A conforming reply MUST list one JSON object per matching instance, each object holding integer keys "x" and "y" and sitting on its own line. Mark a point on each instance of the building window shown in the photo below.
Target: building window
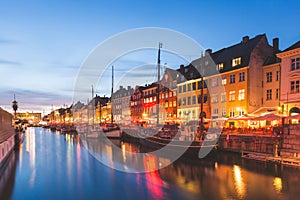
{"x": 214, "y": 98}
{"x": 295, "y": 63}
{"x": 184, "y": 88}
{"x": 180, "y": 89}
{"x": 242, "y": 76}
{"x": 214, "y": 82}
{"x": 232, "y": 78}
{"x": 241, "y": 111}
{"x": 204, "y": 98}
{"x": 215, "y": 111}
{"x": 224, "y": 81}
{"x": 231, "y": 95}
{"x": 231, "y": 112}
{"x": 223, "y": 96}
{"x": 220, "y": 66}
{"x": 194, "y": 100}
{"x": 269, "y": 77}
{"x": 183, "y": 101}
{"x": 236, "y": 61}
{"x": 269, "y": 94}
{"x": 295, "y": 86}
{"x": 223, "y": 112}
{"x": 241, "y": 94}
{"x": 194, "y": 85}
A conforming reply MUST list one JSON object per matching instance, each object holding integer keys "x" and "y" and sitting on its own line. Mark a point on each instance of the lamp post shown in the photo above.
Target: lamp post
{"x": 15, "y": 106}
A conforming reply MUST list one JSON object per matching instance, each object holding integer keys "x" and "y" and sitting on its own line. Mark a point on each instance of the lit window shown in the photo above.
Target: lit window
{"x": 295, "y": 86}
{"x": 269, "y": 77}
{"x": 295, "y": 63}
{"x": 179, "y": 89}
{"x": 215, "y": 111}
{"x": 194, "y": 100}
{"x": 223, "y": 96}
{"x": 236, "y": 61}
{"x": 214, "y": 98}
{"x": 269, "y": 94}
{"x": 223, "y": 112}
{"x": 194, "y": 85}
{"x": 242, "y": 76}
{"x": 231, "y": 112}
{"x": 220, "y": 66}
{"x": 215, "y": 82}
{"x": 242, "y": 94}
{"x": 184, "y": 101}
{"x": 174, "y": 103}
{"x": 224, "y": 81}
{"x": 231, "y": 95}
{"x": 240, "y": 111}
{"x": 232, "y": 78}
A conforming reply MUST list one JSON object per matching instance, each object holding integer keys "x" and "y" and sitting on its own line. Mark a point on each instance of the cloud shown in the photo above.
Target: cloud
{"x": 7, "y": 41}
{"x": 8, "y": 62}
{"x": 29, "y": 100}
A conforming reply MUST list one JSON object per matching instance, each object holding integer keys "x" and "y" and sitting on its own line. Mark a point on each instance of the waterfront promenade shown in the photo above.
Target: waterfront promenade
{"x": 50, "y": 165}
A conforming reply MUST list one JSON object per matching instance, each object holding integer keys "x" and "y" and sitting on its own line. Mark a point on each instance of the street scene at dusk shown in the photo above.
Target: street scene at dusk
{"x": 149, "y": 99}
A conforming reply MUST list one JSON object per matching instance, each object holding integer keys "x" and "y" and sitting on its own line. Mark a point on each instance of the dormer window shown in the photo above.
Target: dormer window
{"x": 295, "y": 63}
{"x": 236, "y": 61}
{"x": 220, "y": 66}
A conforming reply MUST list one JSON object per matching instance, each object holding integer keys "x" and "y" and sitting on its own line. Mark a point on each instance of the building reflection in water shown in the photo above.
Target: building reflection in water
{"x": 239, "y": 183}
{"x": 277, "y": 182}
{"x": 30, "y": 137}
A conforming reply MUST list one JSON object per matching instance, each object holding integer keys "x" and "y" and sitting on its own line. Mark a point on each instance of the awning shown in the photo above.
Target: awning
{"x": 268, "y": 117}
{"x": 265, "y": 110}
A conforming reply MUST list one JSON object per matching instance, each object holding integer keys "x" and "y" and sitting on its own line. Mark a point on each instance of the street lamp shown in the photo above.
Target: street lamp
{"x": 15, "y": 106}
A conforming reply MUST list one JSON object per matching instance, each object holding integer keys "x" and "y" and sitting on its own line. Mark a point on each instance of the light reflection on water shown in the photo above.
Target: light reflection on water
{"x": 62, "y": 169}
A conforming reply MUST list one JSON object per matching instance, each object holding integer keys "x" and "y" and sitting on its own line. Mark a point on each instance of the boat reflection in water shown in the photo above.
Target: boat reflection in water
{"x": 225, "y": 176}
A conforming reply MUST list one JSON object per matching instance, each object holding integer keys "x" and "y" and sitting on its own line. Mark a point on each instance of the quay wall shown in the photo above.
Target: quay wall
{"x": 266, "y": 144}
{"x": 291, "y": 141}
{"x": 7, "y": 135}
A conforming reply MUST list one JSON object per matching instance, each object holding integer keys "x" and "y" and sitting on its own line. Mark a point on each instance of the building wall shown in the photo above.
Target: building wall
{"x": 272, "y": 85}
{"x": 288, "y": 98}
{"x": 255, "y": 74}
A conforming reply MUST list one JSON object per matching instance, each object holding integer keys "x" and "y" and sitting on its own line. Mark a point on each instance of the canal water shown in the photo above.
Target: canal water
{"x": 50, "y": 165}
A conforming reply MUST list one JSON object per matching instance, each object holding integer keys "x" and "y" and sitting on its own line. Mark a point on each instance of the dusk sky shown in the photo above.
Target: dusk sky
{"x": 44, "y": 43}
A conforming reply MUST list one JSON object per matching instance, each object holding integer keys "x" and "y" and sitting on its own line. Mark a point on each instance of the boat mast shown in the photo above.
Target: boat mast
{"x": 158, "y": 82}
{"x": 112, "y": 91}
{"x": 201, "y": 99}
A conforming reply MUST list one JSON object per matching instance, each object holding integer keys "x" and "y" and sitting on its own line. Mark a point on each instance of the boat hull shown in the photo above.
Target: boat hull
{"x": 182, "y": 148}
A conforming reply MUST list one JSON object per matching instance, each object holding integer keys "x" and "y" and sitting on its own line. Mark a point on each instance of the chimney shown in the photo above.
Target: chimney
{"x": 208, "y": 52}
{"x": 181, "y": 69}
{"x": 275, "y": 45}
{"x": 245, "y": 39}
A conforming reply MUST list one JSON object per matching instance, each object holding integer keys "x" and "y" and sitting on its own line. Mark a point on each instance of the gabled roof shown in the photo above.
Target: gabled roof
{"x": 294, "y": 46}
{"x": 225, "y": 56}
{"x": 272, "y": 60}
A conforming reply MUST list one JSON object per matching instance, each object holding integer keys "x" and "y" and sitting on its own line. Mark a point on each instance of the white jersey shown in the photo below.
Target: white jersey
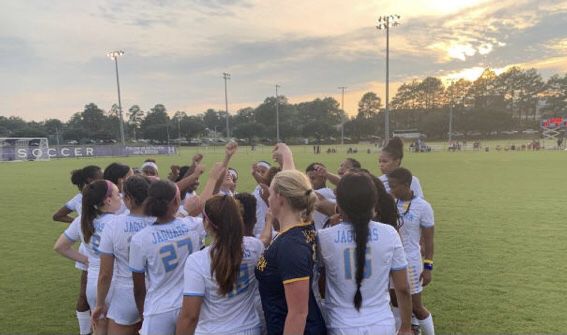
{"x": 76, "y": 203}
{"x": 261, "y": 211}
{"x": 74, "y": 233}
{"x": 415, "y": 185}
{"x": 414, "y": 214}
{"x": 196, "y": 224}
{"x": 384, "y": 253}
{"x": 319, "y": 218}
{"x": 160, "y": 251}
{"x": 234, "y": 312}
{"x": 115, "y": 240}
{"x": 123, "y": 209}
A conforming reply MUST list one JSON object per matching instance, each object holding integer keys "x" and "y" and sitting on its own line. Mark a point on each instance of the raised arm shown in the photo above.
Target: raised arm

---

▸ WHAT IS BEING ASKED
Copy the data character for character, but drop all pictures from the copy.

▸ WRITTEN ANSWER
A conforming reply MUST list one JSON object per matching instance, each object holding integer keys "x" and "y" and sitting on its own line. Mark a point on each instance of the building window shown in the photo below.
Target: building window
{"x": 214, "y": 98}
{"x": 295, "y": 63}
{"x": 184, "y": 88}
{"x": 180, "y": 89}
{"x": 242, "y": 76}
{"x": 214, "y": 82}
{"x": 232, "y": 78}
{"x": 241, "y": 111}
{"x": 204, "y": 98}
{"x": 215, "y": 111}
{"x": 224, "y": 81}
{"x": 231, "y": 95}
{"x": 231, "y": 112}
{"x": 223, "y": 96}
{"x": 220, "y": 66}
{"x": 194, "y": 100}
{"x": 269, "y": 77}
{"x": 183, "y": 101}
{"x": 236, "y": 61}
{"x": 269, "y": 94}
{"x": 295, "y": 86}
{"x": 223, "y": 112}
{"x": 241, "y": 94}
{"x": 194, "y": 85}
A conforming reply MUST list one JSON object per matching instance, each object holding integer keys "x" and "y" and sitting on its own line. Mark a point on each instance of the lamp post shown in the photo above.
Target: lamp post
{"x": 15, "y": 106}
A conforming reply MUST list one JSON object per matching instance, each object holding integer keys "x" and "y" and sitting on its own line. Mark a point on each instance of the lit window shown in the photo above.
Target: lit window
{"x": 295, "y": 86}
{"x": 269, "y": 77}
{"x": 295, "y": 63}
{"x": 179, "y": 89}
{"x": 215, "y": 111}
{"x": 194, "y": 100}
{"x": 223, "y": 96}
{"x": 236, "y": 61}
{"x": 214, "y": 98}
{"x": 269, "y": 94}
{"x": 223, "y": 112}
{"x": 194, "y": 85}
{"x": 242, "y": 76}
{"x": 231, "y": 112}
{"x": 220, "y": 66}
{"x": 215, "y": 82}
{"x": 242, "y": 94}
{"x": 184, "y": 101}
{"x": 174, "y": 103}
{"x": 224, "y": 81}
{"x": 231, "y": 95}
{"x": 240, "y": 111}
{"x": 232, "y": 78}
A conforming reply MUST list one JSON object per matching instance, each object holding integer keys "x" and "y" and sitting on its own line. Mark a point on each instance of the cloud shown in the photo above.
Target: cloud
{"x": 7, "y": 41}
{"x": 8, "y": 62}
{"x": 29, "y": 100}
A conforming reply MUST list one JSON object per matching instance, each object holding integer keys "x" and "y" and sitting on its own line. Mark a point on each instance of the waterfront promenade shown in the photo above.
Target: waterfront promenade
{"x": 50, "y": 165}
A conforming reply MUST list one JSON object per matching instance, each object holding integer keys "x" and "y" and sitting on its own line. Mark a point on each instance of the street scene at dusk shown in the photo above.
Target: street scene at dusk
{"x": 149, "y": 99}
A conforming reply MUST list one JSON object per matching instance, each object holding integer keys "x" and "y" and sitting on its own line. Mark a point on each instance of the dormer window shown in the photo above.
Target: dormer window
{"x": 295, "y": 63}
{"x": 236, "y": 61}
{"x": 220, "y": 66}
A conforming reply MUST list one JSON object per matching instance, each object holding integer keys "x" and "y" and sitting on its own line. Mark a point on each instance of the building reflection in water shown in the photo above.
Target: building reflection in water
{"x": 239, "y": 183}
{"x": 277, "y": 182}
{"x": 30, "y": 137}
A conforming reply MUST list one JSON object per matching instance, each object holding integer keys "x" and "y" and sitting on its own line. Mark a point on each instance of the awning shown in the photo above.
Target: awning
{"x": 268, "y": 117}
{"x": 265, "y": 110}
A conforming reply MUST list one JSON object per matching instance, each object holding integer keys "x" and "y" and sitting on its own line. Mark a point on each instance of the street lamp shown in the photo above.
Target: street lamp
{"x": 15, "y": 106}
A conforming reply MUST list one JSON object per matching instance, each object holding integer keys "x" and "y" and sitting on its own line. Mark a point on each instance of the light reflection on water shown in the photo above.
Target: light reflection on water
{"x": 62, "y": 169}
A conforming reply MUST list one JSON object per matching instance, each object holding integer keys "x" and "y" and sitting on its own line. Mark a point on each instance of the boat reflection in water shown in the photo above.
Target: boat reflection in water
{"x": 225, "y": 176}
A conforming reply MUST list one JSON object per matching instance, each object holding integer keys "x" and "y" and sitting on its own line. Mark a point on each instance of the quay wall shown in the photo above.
Target: quay wall
{"x": 266, "y": 144}
{"x": 291, "y": 141}
{"x": 7, "y": 135}
A conforming reply MUST list one JSON object per matching instance, each object holding integer keys "x" and "y" and sitting on its own line. Mark a point on each instance of the building wall shown in the photo above.
Target: building wall
{"x": 272, "y": 85}
{"x": 288, "y": 98}
{"x": 255, "y": 74}
A conforming reply MUST list one JSON object per matching instance, each object holding integer keys "x" and "y" and sitting on its own line. Mark a point on each instance of the canal water shown in the photo above.
Target: canal water
{"x": 50, "y": 165}
A conforming reply MUST list one JSON object per matching instance, each object holding integer keys "x" and "y" and sitting on its own line. Mark a point on each instance of the dusk sky shown in the photo above.
Target: dusk sky
{"x": 44, "y": 43}
A conforming reply MUST list one JSON object per matching instance, each object holding integer keys "x" and "y" and sitting on its own line. Mark a point on each instance of the boat mast shown in the photo above.
Target: boat mast
{"x": 158, "y": 82}
{"x": 112, "y": 91}
{"x": 201, "y": 99}
A conforming reply MUST list one JSON object per matching instance, each object holding integer keys "x" and "y" and sitting on its own line. Mark a point on each instance of the boat hull shown in the photo above.
Target: boat hull
{"x": 182, "y": 148}
A conforming reply MUST list one JSON object per matching instance, each object holding integer keys "x" and "y" and sitting on its own line. Mark a point on each instance of the chimney shown in the photo above.
Target: chimney
{"x": 208, "y": 52}
{"x": 181, "y": 69}
{"x": 275, "y": 45}
{"x": 245, "y": 39}
A conforming reply MUST list one JSON object per matching instance, each object holding integer keys "x" and "y" and sitting on its own line. Mark a point on each instance of the gabled roof shown in the photo above.
Target: gabled roof
{"x": 294, "y": 46}
{"x": 225, "y": 56}
{"x": 272, "y": 60}
A conforming reply MUST list one JSON object per matching instance, each object holding integer keys "x" and "y" and sitting on its own line. Mark a point on each instance of the white jersey shown in the photo below.
Target: white jersey
{"x": 76, "y": 203}
{"x": 261, "y": 211}
{"x": 74, "y": 233}
{"x": 415, "y": 185}
{"x": 414, "y": 214}
{"x": 196, "y": 224}
{"x": 384, "y": 253}
{"x": 319, "y": 218}
{"x": 160, "y": 251}
{"x": 234, "y": 312}
{"x": 115, "y": 240}
{"x": 123, "y": 209}
A conforming reply MUST list one JSON object per matching instance, each object holding integer keys "x" and "y" and sitting on its own line. Mark a point on each instance of the raised arm shown in the photo above.
Target: raised arm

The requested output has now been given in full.